## start
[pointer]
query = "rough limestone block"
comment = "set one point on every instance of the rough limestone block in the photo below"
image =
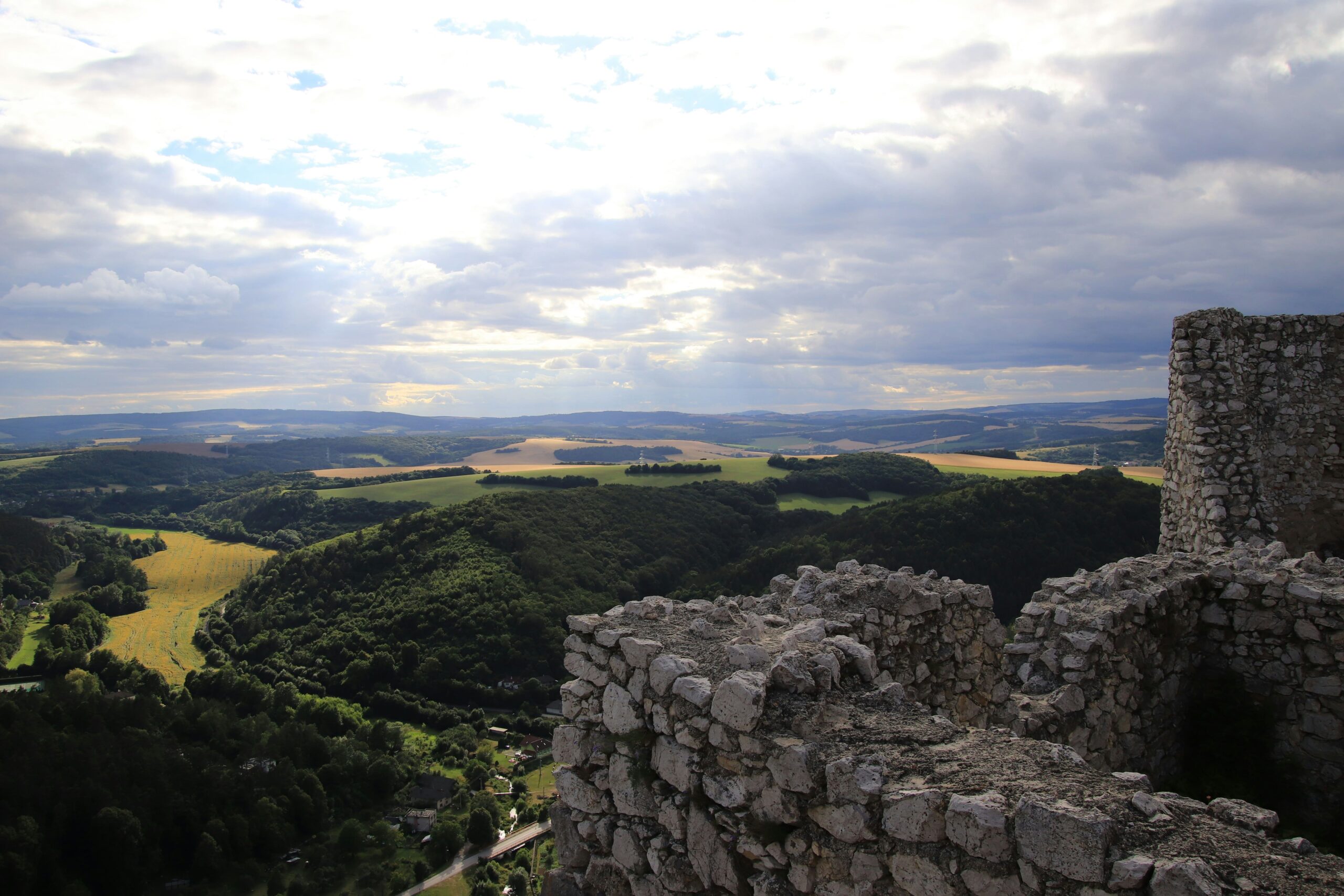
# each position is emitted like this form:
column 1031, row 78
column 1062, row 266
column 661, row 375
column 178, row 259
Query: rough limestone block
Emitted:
column 985, row 884
column 980, row 825
column 579, row 793
column 710, row 858
column 1184, row 878
column 916, row 816
column 740, row 700
column 622, row 715
column 1237, row 812
column 639, row 652
column 847, row 823
column 629, row 785
column 853, row 781
column 627, row 849
column 1064, row 839
column 585, row 624
column 675, row 763
column 694, row 688
column 664, row 669
column 569, row 746
column 1131, row 872
column 791, row 673
column 791, row 769
column 918, row 875
column 748, row 656
column 569, row 846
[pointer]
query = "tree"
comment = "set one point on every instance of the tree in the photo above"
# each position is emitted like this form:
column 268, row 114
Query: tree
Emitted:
column 476, row 774
column 480, row 828
column 350, row 840
column 481, row 886
column 118, row 842
column 209, row 860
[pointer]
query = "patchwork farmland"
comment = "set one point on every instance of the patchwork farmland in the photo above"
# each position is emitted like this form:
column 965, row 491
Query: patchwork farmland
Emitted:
column 190, row 575
column 443, row 492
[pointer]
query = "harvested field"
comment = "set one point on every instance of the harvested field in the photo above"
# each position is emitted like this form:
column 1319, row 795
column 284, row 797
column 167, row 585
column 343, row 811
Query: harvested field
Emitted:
column 978, row 464
column 456, row 489
column 190, row 575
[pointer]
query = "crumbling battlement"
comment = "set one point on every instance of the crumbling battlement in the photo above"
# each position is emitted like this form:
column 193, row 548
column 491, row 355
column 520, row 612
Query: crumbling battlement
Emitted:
column 870, row 731
column 1105, row 661
column 1253, row 437
column 772, row 746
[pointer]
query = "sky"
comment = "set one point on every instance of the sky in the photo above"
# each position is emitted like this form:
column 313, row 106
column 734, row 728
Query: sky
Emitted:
column 515, row 208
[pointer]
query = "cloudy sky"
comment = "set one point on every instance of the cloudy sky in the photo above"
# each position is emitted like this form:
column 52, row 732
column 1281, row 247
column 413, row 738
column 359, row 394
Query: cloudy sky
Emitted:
column 508, row 208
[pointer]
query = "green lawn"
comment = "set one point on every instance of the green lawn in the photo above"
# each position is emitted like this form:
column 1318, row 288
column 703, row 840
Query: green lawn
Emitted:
column 14, row 464
column 34, row 636
column 65, row 583
column 456, row 489
column 135, row 534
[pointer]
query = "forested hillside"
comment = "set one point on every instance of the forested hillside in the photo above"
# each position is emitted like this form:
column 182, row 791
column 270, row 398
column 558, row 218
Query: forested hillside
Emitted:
column 113, row 784
column 438, row 606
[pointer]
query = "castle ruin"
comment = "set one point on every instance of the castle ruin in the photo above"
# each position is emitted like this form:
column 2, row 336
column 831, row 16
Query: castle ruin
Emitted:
column 866, row 731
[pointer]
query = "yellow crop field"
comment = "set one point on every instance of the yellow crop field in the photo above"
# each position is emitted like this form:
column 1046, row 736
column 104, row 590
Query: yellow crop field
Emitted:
column 185, row 579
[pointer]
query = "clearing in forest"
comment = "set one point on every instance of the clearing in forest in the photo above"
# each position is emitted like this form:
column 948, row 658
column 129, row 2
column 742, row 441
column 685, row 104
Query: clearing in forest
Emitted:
column 185, row 579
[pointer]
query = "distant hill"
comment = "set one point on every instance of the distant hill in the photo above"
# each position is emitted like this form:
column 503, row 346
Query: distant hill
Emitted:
column 1003, row 426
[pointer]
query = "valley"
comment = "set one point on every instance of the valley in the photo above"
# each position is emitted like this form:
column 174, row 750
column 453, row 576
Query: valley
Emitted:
column 190, row 575
column 389, row 620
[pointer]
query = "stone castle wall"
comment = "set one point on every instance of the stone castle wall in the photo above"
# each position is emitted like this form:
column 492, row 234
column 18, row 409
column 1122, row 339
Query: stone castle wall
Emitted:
column 1107, row 661
column 760, row 746
column 866, row 731
column 1254, row 429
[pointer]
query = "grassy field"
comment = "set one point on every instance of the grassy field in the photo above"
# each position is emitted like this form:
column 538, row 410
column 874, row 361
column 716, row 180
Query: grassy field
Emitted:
column 34, row 636
column 190, row 575
column 14, row 464
column 456, row 489
column 65, row 583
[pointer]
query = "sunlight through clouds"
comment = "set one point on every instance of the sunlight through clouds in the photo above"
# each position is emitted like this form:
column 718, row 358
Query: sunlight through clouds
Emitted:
column 711, row 206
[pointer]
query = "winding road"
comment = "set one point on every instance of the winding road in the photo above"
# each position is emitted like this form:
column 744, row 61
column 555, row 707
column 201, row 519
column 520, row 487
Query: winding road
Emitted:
column 508, row 844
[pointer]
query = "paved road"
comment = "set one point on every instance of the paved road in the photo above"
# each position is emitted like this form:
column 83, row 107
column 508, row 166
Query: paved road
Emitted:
column 512, row 841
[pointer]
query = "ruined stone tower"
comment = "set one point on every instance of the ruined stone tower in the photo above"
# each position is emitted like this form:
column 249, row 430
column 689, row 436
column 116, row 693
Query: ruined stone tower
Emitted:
column 1254, row 429
column 878, row 733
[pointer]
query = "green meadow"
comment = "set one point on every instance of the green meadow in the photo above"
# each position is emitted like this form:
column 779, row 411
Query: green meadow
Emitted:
column 18, row 462
column 448, row 491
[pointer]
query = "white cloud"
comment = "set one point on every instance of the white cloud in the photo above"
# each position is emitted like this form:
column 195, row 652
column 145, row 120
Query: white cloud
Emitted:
column 191, row 289
column 737, row 205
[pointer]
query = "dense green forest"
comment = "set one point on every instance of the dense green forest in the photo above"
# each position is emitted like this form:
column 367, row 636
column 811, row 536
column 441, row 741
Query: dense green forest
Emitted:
column 125, row 784
column 66, row 475
column 277, row 511
column 615, row 453
column 438, row 606
column 644, row 469
column 356, row 450
column 33, row 554
column 543, row 481
column 855, row 476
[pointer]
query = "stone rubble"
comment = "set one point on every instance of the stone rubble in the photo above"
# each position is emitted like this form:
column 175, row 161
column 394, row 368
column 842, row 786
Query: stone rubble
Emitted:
column 872, row 763
column 874, row 733
column 1253, row 440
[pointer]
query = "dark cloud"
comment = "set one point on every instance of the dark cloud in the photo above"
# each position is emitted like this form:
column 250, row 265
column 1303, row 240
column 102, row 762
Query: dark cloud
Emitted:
column 1042, row 248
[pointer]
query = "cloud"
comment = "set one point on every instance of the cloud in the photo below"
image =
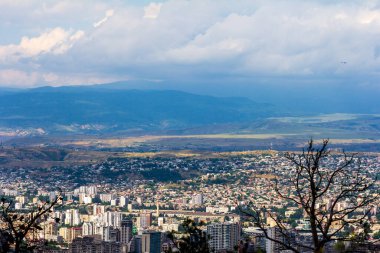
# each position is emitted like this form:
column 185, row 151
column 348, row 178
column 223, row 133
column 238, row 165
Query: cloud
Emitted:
column 17, row 78
column 109, row 13
column 55, row 41
column 199, row 38
column 152, row 11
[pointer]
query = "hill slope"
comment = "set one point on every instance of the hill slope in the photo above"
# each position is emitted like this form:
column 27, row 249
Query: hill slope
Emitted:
column 89, row 109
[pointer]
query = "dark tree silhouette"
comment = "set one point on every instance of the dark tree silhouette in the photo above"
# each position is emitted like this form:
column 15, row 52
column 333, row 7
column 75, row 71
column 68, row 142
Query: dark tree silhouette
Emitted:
column 314, row 178
column 192, row 239
column 17, row 227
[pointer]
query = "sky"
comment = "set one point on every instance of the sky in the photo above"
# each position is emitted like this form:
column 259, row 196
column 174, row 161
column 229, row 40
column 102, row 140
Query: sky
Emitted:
column 225, row 41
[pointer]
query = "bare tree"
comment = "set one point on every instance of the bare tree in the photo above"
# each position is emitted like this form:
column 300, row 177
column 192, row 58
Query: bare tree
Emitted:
column 16, row 228
column 335, row 193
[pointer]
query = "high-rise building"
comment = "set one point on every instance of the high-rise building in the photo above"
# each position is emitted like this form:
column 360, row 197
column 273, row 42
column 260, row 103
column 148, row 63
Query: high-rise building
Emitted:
column 88, row 228
column 223, row 236
column 93, row 245
column 197, row 199
column 126, row 230
column 111, row 219
column 145, row 219
column 123, row 201
column 148, row 242
column 275, row 233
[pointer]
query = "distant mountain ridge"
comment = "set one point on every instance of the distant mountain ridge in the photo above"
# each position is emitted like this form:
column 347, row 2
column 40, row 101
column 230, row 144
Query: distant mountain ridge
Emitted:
column 99, row 109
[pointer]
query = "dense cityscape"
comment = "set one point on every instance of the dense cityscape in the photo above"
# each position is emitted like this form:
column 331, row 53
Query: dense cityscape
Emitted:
column 117, row 213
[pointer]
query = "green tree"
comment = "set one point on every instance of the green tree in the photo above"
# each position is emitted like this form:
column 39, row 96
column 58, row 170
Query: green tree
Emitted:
column 314, row 177
column 192, row 239
column 16, row 226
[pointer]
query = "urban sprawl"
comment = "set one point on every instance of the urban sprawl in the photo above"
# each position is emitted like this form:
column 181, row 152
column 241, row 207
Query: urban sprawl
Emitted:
column 113, row 206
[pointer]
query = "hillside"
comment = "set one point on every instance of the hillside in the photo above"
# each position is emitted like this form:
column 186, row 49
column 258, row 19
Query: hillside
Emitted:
column 91, row 109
## end
■ **SHORT EXERCISE**: Return, unchanged and in their original order, all lines of the material above that contain the string "cloudy".

■ **CORRECT ANSWER**:
query = "cloudy sky"
comment = "set one point on every instance of the cloudy sky in the photo above"
Query: cloudy sky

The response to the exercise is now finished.